··· DOCUMENT EXTRACT

The number of rent increases hit an all-time low in May as the coronavirus pandemic continued to hit the rental market.
The ARLA Propertymark May Private Rented Sector (PRS) found that many landlords have chosen not to increase rents in an effort to recognise the financial difficulties facing many tenants.
As a result, the number of tenants experiencing rent increases fell to 14% in May – the lowest since records began.
Similarly, more tenants have been successful when asking for a rent reduction, with the number of tenants negotiating rent reductions increasing to 2.5% in May – the highest since March 2019 when the success rate was 2.9%.
Additionally, as a result of the housing market pause, landlords were unable to show prospective tenants’ new properties and therefore, the average time properties were empty between tenancies increased to five weeks in May.
This is the longest time properties have remained void between tenancies since records began as agents and landlords were unable to operate as normal between 23rd March and 13th May.
David Cox, ARLA Propertymark chief executive, said: “Our latest figures show that landlords and agents have been taking the brunt of the pandemic.
“They are aware of the financial difficulties facing tenants and have shown empathy with many landlords not increasing rents where they otherwise might have needed to.
“As we continue to move forward, it’s important that everyone aims to keep the rent flowing in order to sustain the market and help boost the economy following several months of uncertainty.”

······
··· EXTRACTED INFORMATION

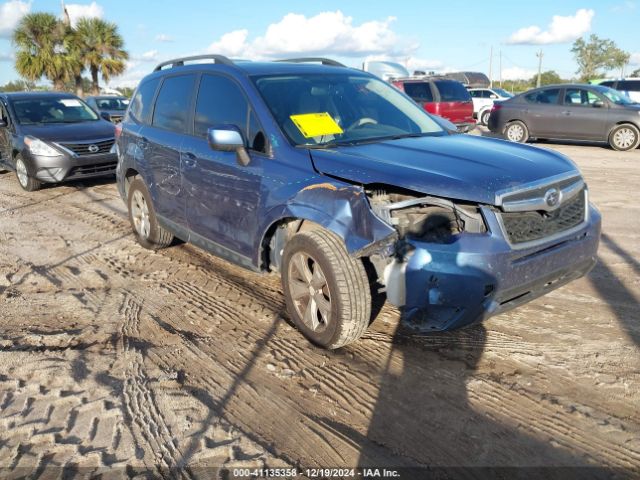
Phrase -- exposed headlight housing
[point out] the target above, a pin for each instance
(40, 148)
(426, 218)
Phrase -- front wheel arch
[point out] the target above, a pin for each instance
(618, 125)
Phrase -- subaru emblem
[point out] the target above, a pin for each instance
(552, 197)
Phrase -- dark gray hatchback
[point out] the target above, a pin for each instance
(574, 112)
(52, 137)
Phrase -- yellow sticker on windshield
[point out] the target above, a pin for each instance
(316, 124)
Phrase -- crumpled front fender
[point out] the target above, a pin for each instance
(342, 209)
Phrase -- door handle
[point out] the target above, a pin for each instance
(189, 159)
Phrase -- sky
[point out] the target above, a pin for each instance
(427, 35)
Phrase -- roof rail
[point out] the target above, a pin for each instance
(178, 62)
(323, 61)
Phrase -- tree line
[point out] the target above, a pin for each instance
(53, 48)
(61, 52)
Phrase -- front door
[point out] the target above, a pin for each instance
(224, 198)
(584, 114)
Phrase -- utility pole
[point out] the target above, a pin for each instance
(491, 67)
(500, 68)
(539, 55)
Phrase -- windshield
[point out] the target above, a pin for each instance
(317, 110)
(503, 93)
(52, 110)
(616, 96)
(112, 103)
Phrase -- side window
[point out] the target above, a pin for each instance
(580, 97)
(3, 114)
(221, 101)
(140, 109)
(419, 91)
(629, 85)
(549, 96)
(173, 102)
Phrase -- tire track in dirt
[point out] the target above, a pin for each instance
(146, 422)
(529, 411)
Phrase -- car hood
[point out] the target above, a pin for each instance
(462, 167)
(71, 132)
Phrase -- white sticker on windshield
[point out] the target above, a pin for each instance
(70, 102)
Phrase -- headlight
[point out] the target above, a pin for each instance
(38, 147)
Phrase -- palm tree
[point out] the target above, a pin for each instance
(39, 42)
(101, 48)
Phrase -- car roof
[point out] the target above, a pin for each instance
(264, 68)
(28, 95)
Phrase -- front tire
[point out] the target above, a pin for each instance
(326, 290)
(517, 132)
(142, 216)
(25, 179)
(624, 137)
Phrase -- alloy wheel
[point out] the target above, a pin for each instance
(515, 133)
(624, 138)
(309, 291)
(21, 172)
(140, 214)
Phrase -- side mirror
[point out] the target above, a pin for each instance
(228, 138)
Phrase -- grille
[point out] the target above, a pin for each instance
(93, 169)
(523, 227)
(83, 148)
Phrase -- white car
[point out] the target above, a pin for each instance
(483, 99)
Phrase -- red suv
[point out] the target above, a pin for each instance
(441, 96)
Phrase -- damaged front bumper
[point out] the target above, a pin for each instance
(447, 286)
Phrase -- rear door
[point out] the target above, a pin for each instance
(5, 136)
(455, 103)
(223, 197)
(541, 113)
(163, 141)
(584, 114)
(631, 88)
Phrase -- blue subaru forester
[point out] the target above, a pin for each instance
(347, 188)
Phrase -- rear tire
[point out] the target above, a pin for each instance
(25, 177)
(142, 216)
(624, 137)
(516, 131)
(326, 290)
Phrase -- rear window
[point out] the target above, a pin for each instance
(141, 105)
(451, 91)
(629, 85)
(543, 96)
(419, 91)
(172, 105)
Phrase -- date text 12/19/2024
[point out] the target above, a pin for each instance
(366, 473)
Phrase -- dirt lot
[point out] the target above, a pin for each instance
(115, 356)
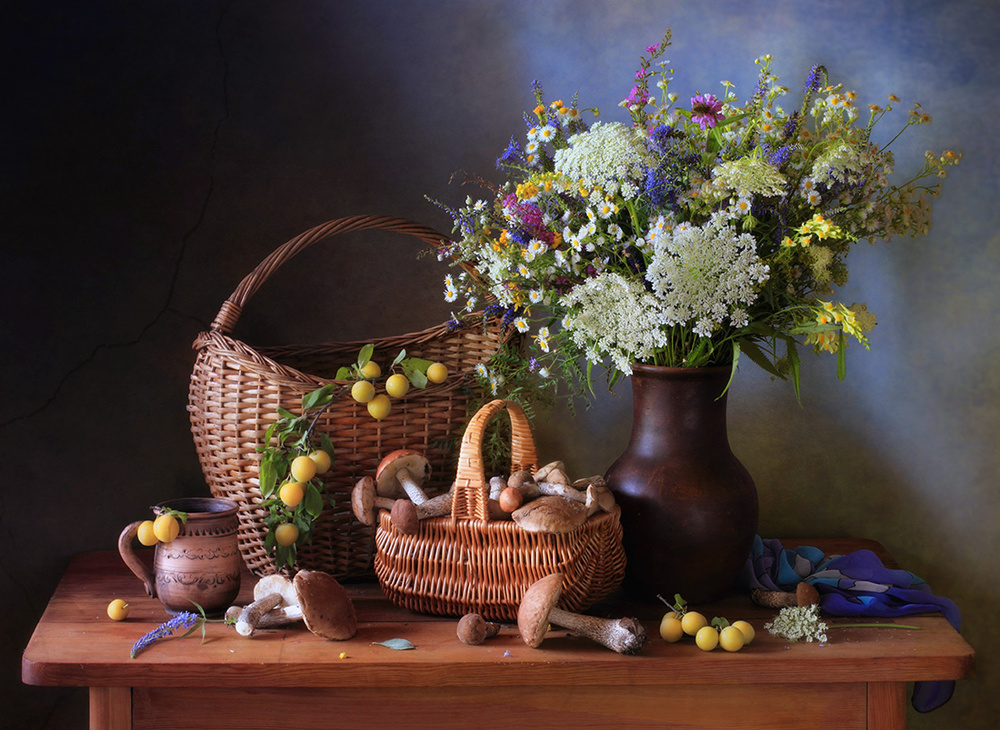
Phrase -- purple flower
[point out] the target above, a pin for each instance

······

= YOUR TASKS =
1 > In the rental market report, retype the passage starting at "The number of rent" and ending at "weeks in May.".
2 > According to the rental market report, why did the average time properties stood empty between tenancies rise to five weeks in May? Answer in one to three sentences.

= RESULTS =
1 >
The number of rent increases hit an all-time low in May as the coronavirus pandemic continued to hit the rental market.
The ARLA Propertymark May Private Rented Sector (PRS) found that many landlords have chosen not to increase rents in an effort to recognise the financial difficulties facing many tenants.
As a result, the number of tenants experiencing rent increases fell to 14% in May – the lowest since records began.
Similarly, more tenants have been successful when asking for a rent reduction, with the number of tenants negotiating rent reductions increasing to 2.5% in May – the highest since March 2019 when the success rate was 2.9%.
Additionally, as a result of the housing market pause, landlords were unable to show prospective tenants’ new properties and therefore, the average time properties were empty between tenancies increased to five weeks in May.

2 > Because of the housing market pause, landlords could not show new properties to prospective tenants. Agents and landlords were unable to operate as normal between 23rd March and 13th May.